- Trecho selecionado
Fernanda Montenegro é D. Nina ou Joana da Paz. ©Conspiração Filmes/Big Pictures/Divulgação

Vitória, a Crítica | Fernanda Montenegro e a janela indiscreta de Copacabana

Mesmo depois da sua breve aparição no filme brasileiro do Oscar, a veterana atriz Fernanda Montenegro (95 anos) é agora a notável protagonista de “Vitória”, um filme da dupla Andrucha Waddington e Breno Silveira, sobre a história de uma idosa que ajudou a combater o tráfico e a violência no Rio de Janeiro (RJ).

Aos 95 anos, Fernanda Montenegro é a grande estrela de “Vitória”, um filme feito à sua medida, dirigido pela dupla Andrucha Waddington (genro e marido de Fernanda Torres, com quem já trabalhou em “Casa de Areia”, em 2005) e Breno Silveira (“Gonzaga-De Pai para Filho”, em 2012), que curiosamente estreou em simultâneo esta semana, nas salas portuguesas e brasileiras. O filme conta uma história real de Joana da Paz (interpretada por Fernanda Montenegro e que no filme se chama D. Nina), ex-empregada doméstica e massagista-terapeuta que, em 2005, com uma pequena câmara de vídeo na mão, da sua janela no seu pequeno apartamento, no bairro de Copacabana — a praia infelizmente não é apenas a ‘rainha do mar —, virado para a favela (Ladeira dos Tabajaras, um local ainda hoje pouco recomendável aos turistas), registrou vários crimes, relacionados com o narcotráfico.

Ao completo ou melhor intencional desinteresse do batalhão da polícia local, D. Nina/Joana, sujeita muitas vezes aos tiroteios e aos perigos das ‘balas perdidas’ e assaltos, acabou por partilhar os seus filmes, com Fábio Gusmão (interpretado por Alan Rocha), o jornalista do Extra, dando origem, em conjunto com o departamento de investigação da Polícia Civil, a uma grande operação de combate ao narcotráfico no RJ: as videocassetes foram usadas como provas e denúncias, que resultaram na prisão de vário moradores do morro, soldados e polícias militares envolvidos. A idosa ficou conhecida como Vitória da Paz, pelos seus esforços de combate à violência e tráfico de droga carioca, onde estão inclusive envolvidas muitas crianças (pivetes), como vimos em muitos filmes brasileiros como “Central do Brasil” ou “Cidade de Deus”.

- Tarefa proposta A
Reescreva o trecho da crítica de "Vitória" que começa nas palavras "Aos 95 anos, Fernanda" e termina após "com o narcotráfico.", substituindo "janela" por "varanda".
- Tarefa proposta B
Copie exatamente as linhas de todos os registros abaixo, deixando as imagens fora da resposta.

- Registros apresentados
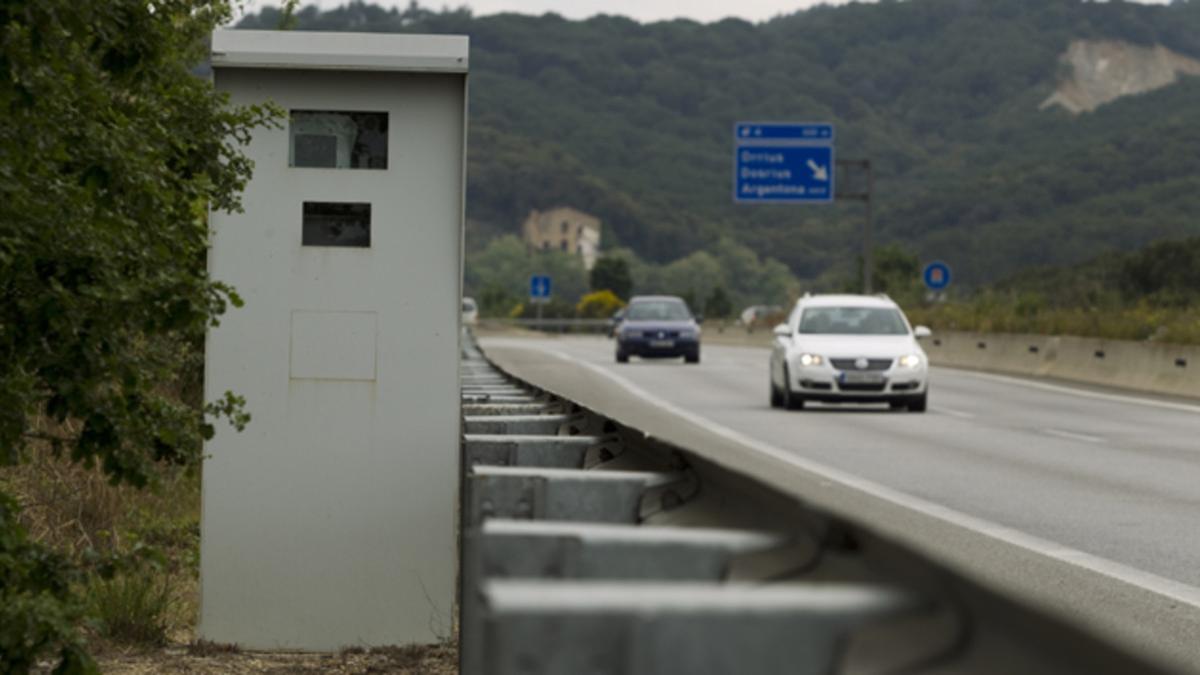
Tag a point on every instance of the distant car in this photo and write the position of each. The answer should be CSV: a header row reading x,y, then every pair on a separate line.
x,y
849,348
469,311
615,321
754,314
658,327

- Resposta correta A
Aos 95 anos, Fernanda Montenegro é a grande estrela de “Vitória”, um filme feito à sua medida, dirigido pela dupla Andrucha Waddington (genro e marido de Fernanda Torres, com quem já trabalhou em “Casa de Areia”, em 2005) e Breno Silveira (“Gonzaga-De Pai para Filho”, em 2012), que curiosamente estreou em simultâneo esta semana, nas salas portuguesas e brasileiras. O filme conta uma história real de Joana da Paz (interpretada por Fernanda Montenegro e que no filme se chama D. Nina), ex-empregada doméstica e massagista-terapeuta que, em 2005, com uma pequena câmara de vídeo na mão, da sua varanda no seu pequeno apartamento, no bairro de Copacabana — a praia infelizmente não é apenas a ‘rainha do mar —, virado para a favela (Ladeira dos Tabajaras, um local ainda hoje pouco recomendável aos turistas), registrou vários crimes, relacionados com o narcotráfico.

- Resposta correta B
Tag a point on every instance of the distant car in this photo and write the position of each. The answer should be CSV: a header row reading x,y, then every pair on a separate line.
x,y
849,348
469,311
615,321
754,314
658,327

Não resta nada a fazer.